* [Instruction] Reproduce every row below verbatim, leaving out the pictures.
....
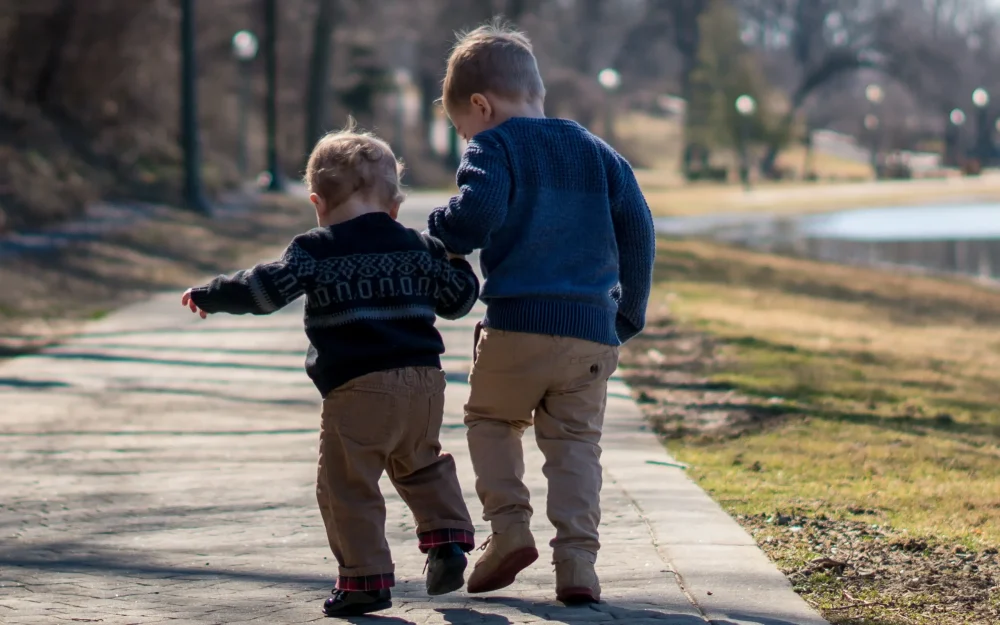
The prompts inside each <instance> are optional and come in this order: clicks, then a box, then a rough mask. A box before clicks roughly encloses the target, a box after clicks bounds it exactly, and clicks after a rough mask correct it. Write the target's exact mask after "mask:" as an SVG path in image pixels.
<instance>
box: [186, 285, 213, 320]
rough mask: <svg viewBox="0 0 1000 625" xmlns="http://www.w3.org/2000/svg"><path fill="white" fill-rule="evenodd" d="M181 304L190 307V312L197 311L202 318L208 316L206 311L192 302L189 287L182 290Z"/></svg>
mask: <svg viewBox="0 0 1000 625" xmlns="http://www.w3.org/2000/svg"><path fill="white" fill-rule="evenodd" d="M181 305H182V306H187V307H188V308H190V309H191V312H193V313H198V314H199V315H201V318H202V319H204V318H206V317H208V313H207V312H205V311H204V310H201V309H200V308H198V305H197V304H195V303H194V300H193V299H191V289H188V290H187V291H184V295H183V296H181Z"/></svg>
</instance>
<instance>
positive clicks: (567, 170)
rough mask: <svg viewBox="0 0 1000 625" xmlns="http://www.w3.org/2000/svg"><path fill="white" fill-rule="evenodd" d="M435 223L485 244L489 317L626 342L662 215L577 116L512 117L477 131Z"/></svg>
mask: <svg viewBox="0 0 1000 625" xmlns="http://www.w3.org/2000/svg"><path fill="white" fill-rule="evenodd" d="M458 187H459V193H458V195H456V196H455V197H453V198H452V199H451V201H450V202H449V203H448V205H447V206H445V207H442V208H439V209H437V210H435V211H434V212H433V213H431V216H430V220H429V228H428V231H429V232H430V234H432V235H433V236H435V237H437V238H439V239H440V240H441V241H442V242H443V243H444V244H445V246H447V248H448V249H449V250H451V251H452V252H455V253H456V254H469V253H470V252H472V251H473V250H474V249H481V250H482V254H481V255H480V263H481V265H482V270H483V276H484V277H485V282H484V283H483V293H482V298H483V301H484V302H486V306H487V311H486V319H485V325H486V326H488V327H492V328H498V329H501V330H509V331H515V332H528V333H533V334H549V335H556V336H570V337H576V338H581V339H585V340H589V341H594V342H598V343H604V344H607V345H618V344H620V343H624V342H625V341H627V340H629V339H630V338H632V337H633V336H635V335H636V334H638V333H639V332H640V331H642V328H643V326H644V325H645V321H646V316H645V315H646V304H647V301H648V299H649V291H650V287H651V283H652V272H653V259H654V255H655V252H656V239H655V233H654V230H653V220H652V217H651V215H650V213H649V207H648V206H647V205H646V200H645V199H644V198H643V196H642V192H641V191H640V190H639V185H638V183H637V182H636V180H635V176H634V175H633V173H632V169H631V167H629V164H628V162H627V161H626V160H625V159H624V158H622V157H621V156H620V155H619V154H618V153H617V152H615V151H614V150H613V149H612V148H611V147H610V146H608V145H607V144H606V143H605V142H603V141H601V140H600V139H599V138H597V137H596V136H594V135H593V134H591V133H590V132H588V131H587V130H586V129H585V128H583V127H582V126H580V125H579V124H577V123H576V122H573V121H568V120H562V119H528V118H514V119H511V120H508V121H506V122H504V123H503V124H500V125H499V126H497V127H496V128H493V129H491V130H487V131H485V132H482V133H480V134H478V135H476V136H475V137H473V139H472V141H470V142H469V146H468V148H467V149H466V152H465V156H464V157H463V160H462V164H461V166H460V167H459V169H458Z"/></svg>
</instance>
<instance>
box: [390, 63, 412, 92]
mask: <svg viewBox="0 0 1000 625" xmlns="http://www.w3.org/2000/svg"><path fill="white" fill-rule="evenodd" d="M393 79H394V80H395V81H396V86H397V87H399V88H400V89H402V88H404V87H406V86H407V85H409V84H410V72H409V71H407V70H405V69H403V68H399V69H397V70H396V72H395V73H394V74H393Z"/></svg>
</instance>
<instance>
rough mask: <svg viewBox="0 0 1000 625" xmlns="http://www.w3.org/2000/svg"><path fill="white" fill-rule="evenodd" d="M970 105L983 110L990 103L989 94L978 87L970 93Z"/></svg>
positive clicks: (986, 91) (988, 93) (980, 87)
mask: <svg viewBox="0 0 1000 625" xmlns="http://www.w3.org/2000/svg"><path fill="white" fill-rule="evenodd" d="M972 103H973V104H975V105H976V106H978V107H979V108H983V107H985V106H986V105H987V104H989V103H990V94H989V93H988V92H987V91H986V90H985V89H983V88H982V87H980V88H978V89H976V90H975V91H973V92H972Z"/></svg>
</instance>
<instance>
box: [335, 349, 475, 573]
mask: <svg viewBox="0 0 1000 625" xmlns="http://www.w3.org/2000/svg"><path fill="white" fill-rule="evenodd" d="M444 387H445V379H444V372H443V371H440V370H438V369H433V368H426V367H422V368H413V367H411V368H406V369H395V370H392V371H380V372H376V373H371V374H368V375H365V376H362V377H360V378H356V379H354V380H351V381H350V382H348V383H347V384H345V385H343V386H341V387H339V388H337V389H336V390H334V391H333V392H331V393H330V394H329V395H327V397H326V399H325V400H324V402H323V426H322V429H321V431H320V444H319V474H318V479H317V486H316V496H317V499H318V501H319V508H320V512H321V513H322V515H323V523H324V525H325V526H326V535H327V538H328V539H329V541H330V548H331V549H332V550H333V555H334V556H335V557H336V558H337V563H338V564H339V565H340V579H339V580H338V587H339V588H341V589H342V590H375V589H378V588H386V587H389V586H392V585H393V583H394V581H395V580H394V577H393V573H394V567H393V563H392V556H391V554H390V552H389V545H388V543H387V542H386V538H385V500H384V499H383V498H382V493H381V491H380V490H379V486H378V481H379V478H380V477H381V476H382V472H383V471H386V472H387V473H388V474H389V479H390V480H391V482H392V485H393V486H394V487H395V488H396V491H397V492H398V493H399V495H400V497H402V498H403V501H405V502H406V505H408V506H409V507H410V510H411V511H412V512H413V516H414V519H415V520H416V524H417V533H418V535H419V536H420V547H421V550H423V551H425V552H426V550H427V549H429V548H430V547H434V546H437V545H439V544H444V543H449V542H454V543H459V544H461V545H462V546H463V548H465V550H466V551H469V550H471V549H472V548H473V546H474V545H473V544H472V543H473V534H472V533H473V526H472V519H471V518H470V516H469V510H468V508H467V507H466V505H465V500H464V499H463V497H462V488H461V486H460V485H459V482H458V476H457V474H456V471H455V460H454V459H453V458H452V457H451V456H450V455H449V454H446V453H442V452H441V444H440V442H439V437H440V433H441V421H442V417H443V411H444Z"/></svg>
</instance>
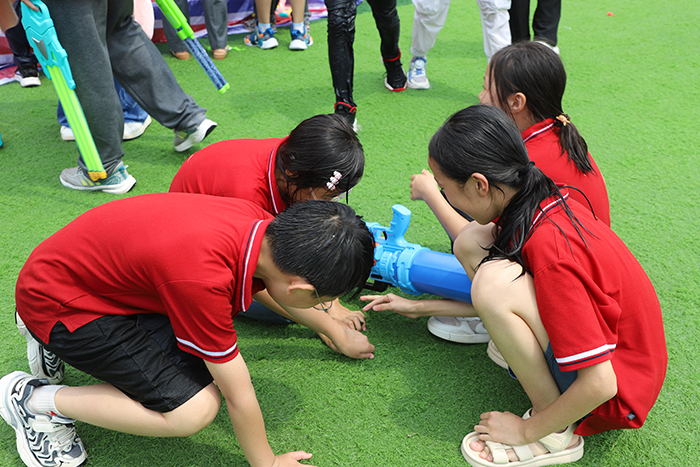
....
* [Exercise response]
The prompts inside each <instance> are optional and come in this order: clicks, then a box, then a rough mask. A box before clicks roughly encloses the target, a box after clicks bounds it exactly, and clicks after a rough mask correct it. Write the target's exact mask after "mask:" as an SVG path in image pixels.
<instance>
box: [186, 285, 213, 320]
rough mask: <svg viewBox="0 0 1000 625" xmlns="http://www.w3.org/2000/svg"><path fill="white" fill-rule="evenodd" d="M181 304L190 307V312L197 311L202 318L208 316L206 311L192 302L189 287L182 290Z"/></svg>
mask: <svg viewBox="0 0 1000 625" xmlns="http://www.w3.org/2000/svg"><path fill="white" fill-rule="evenodd" d="M181 305H182V306H187V307H188V308H190V309H191V312H193V313H198V314H199V315H201V318H202V319H204V318H206V317H208V313H207V312H205V311H204V310H201V309H200V308H198V305H197V304H195V303H194V300H193V299H191V289H188V290H187V291H184V295H183V296H181Z"/></svg>
</instance>
<instance>
positive clicks: (567, 170)
rough mask: <svg viewBox="0 0 1000 625" xmlns="http://www.w3.org/2000/svg"><path fill="white" fill-rule="evenodd" d="M435 223L485 244L489 317L626 342L662 215L577 116L512 117L477 131Z"/></svg>
mask: <svg viewBox="0 0 1000 625" xmlns="http://www.w3.org/2000/svg"><path fill="white" fill-rule="evenodd" d="M458 187H459V193H458V195H456V196H455V197H453V198H452V199H451V201H450V202H449V203H448V205H447V206H445V207H442V208H439V209H437V210H435V211H434V212H433V213H431V216H430V220H429V228H428V231H429V232H430V234H432V235H433V236H435V237H437V238H439V239H440V240H441V241H442V242H443V243H444V244H445V246H447V248H448V249H449V250H451V251H452V252H455V253H456V254H469V253H470V252H472V251H473V250H474V249H481V250H482V254H481V255H480V263H481V265H482V270H483V276H484V277H485V282H484V283H483V293H482V298H483V301H484V302H486V306H487V311H486V319H485V325H486V326H488V327H492V328H498V329H501V330H509V331H515V332H528V333H533V334H549V335H556V336H570V337H576V338H581V339H585V340H589V341H594V342H598V343H604V344H607V345H618V344H620V343H624V342H625V341H627V340H629V339H630V338H632V337H633V336H635V335H636V334H638V333H639V332H640V331H642V328H643V326H644V325H645V321H646V316H645V315H646V304H647V301H648V299H649V291H650V287H651V283H652V272H653V259H654V255H655V252H656V239H655V233H654V230H653V220H652V217H651V215H650V213H649V207H648V206H647V205H646V200H645V199H644V198H643V196H642V192H641V191H640V190H639V185H638V183H637V182H636V180H635V176H634V175H633V173H632V169H631V167H629V164H628V162H627V161H626V160H625V159H624V158H622V157H621V156H620V155H619V154H618V153H617V152H615V151H614V150H613V149H612V148H611V147H610V146H608V145H607V144H606V143H605V142H603V141H601V140H600V139H599V138H597V137H596V136H594V135H593V134H591V133H590V132H588V131H587V130H586V129H585V128H583V127H582V126H580V125H579V124H577V123H576V122H573V121H568V120H562V119H528V118H514V119H511V120H508V121H506V122H504V123H503V124H500V125H499V126H497V127H496V128H493V129H491V130H487V131H485V132H482V133H480V134H478V135H476V136H475V137H473V139H472V141H470V142H469V146H468V148H467V149H466V152H465V156H464V157H463V160H462V164H461V166H460V167H459V169H458Z"/></svg>
</instance>
<instance>
box: [390, 63, 412, 92]
mask: <svg viewBox="0 0 1000 625" xmlns="http://www.w3.org/2000/svg"><path fill="white" fill-rule="evenodd" d="M393 79H394V80H395V81H396V86H397V87H399V88H400V89H402V88H404V87H406V86H407V85H409V84H410V72H409V71H407V70H405V69H403V68H399V69H397V70H396V72H395V73H394V74H393Z"/></svg>
</instance>
<instance>
rough mask: <svg viewBox="0 0 1000 625" xmlns="http://www.w3.org/2000/svg"><path fill="white" fill-rule="evenodd" d="M970 105L983 110L990 103L989 94L978 87L970 93Z"/></svg>
positive clicks: (986, 91) (988, 93) (980, 87)
mask: <svg viewBox="0 0 1000 625" xmlns="http://www.w3.org/2000/svg"><path fill="white" fill-rule="evenodd" d="M972 103H973V104H975V105H976V106H978V107H979V108H983V107H985V106H986V105H987V104H989V103H990V94H989V93H988V92H987V91H986V90H985V89H983V88H982V87H980V88H978V89H976V90H975V91H973V92H972Z"/></svg>
</instance>
<instance>
box: [335, 349, 475, 573]
mask: <svg viewBox="0 0 1000 625" xmlns="http://www.w3.org/2000/svg"><path fill="white" fill-rule="evenodd" d="M444 387H445V379H444V372H443V371H440V370H438V369H433V368H426V367H422V368H413V367H411V368H406V369H395V370H392V371H380V372H376V373H371V374H368V375H365V376H362V377H360V378H356V379H354V380H351V381H350V382H348V383H347V384H345V385H343V386H341V387H339V388H337V389H336V390H334V391H333V392H331V393H330V394H329V395H327V397H326V399H325V400H324V402H323V426H322V429H321V431H320V444H319V474H318V479H317V486H316V496H317V499H318V501H319V508H320V512H321V513H322V515H323V523H324V525H325V526H326V535H327V538H328V539H329V541H330V548H331V549H332V550H333V555H334V556H335V557H336V558H337V563H338V564H339V565H340V579H339V580H338V587H339V588H341V589H342V590H375V589H378V588H386V587H389V586H392V585H393V583H394V581H395V580H394V577H393V573H394V567H393V563H392V556H391V554H390V552H389V545H388V543H387V542H386V538H385V500H384V499H383V498H382V493H381V491H380V490H379V486H378V481H379V478H380V477H381V476H382V472H383V471H386V472H387V473H388V474H389V479H390V480H391V482H392V485H393V486H394V487H395V488H396V491H397V492H398V493H399V495H400V497H402V498H403V501H405V502H406V505H408V506H409V507H410V510H411V511H412V512H413V516H414V519H415V520H416V524H417V533H418V535H419V536H420V547H421V550H423V551H425V552H426V550H427V549H429V548H430V547H434V546H437V545H439V544H444V543H449V542H454V543H459V544H461V545H462V546H463V548H465V550H466V551H469V550H471V549H472V548H473V546H474V545H473V544H472V543H473V534H472V533H473V526H472V519H471V518H470V516H469V510H468V508H467V507H466V505H465V500H464V499H463V497H462V488H461V486H460V485H459V482H458V476H457V474H456V471H455V460H454V459H453V458H452V457H451V456H450V455H449V454H446V453H442V452H441V444H440V442H439V437H440V433H441V421H442V417H443V411H444Z"/></svg>
</instance>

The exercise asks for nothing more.